Your objective
Pictures appear among the records. Write out all else exactly as it stands.

Given data
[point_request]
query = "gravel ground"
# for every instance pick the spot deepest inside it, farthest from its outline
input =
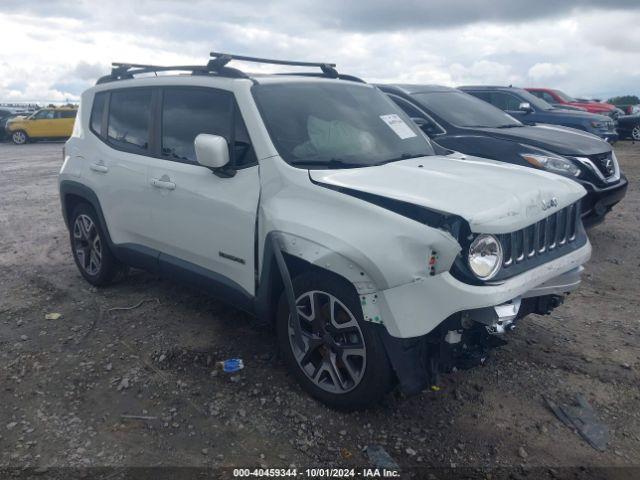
(68, 384)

Task response
[point_request]
query = "gravel ground"
# for every instance pick the spot deepest inside it, farthest from its outline
input =
(68, 384)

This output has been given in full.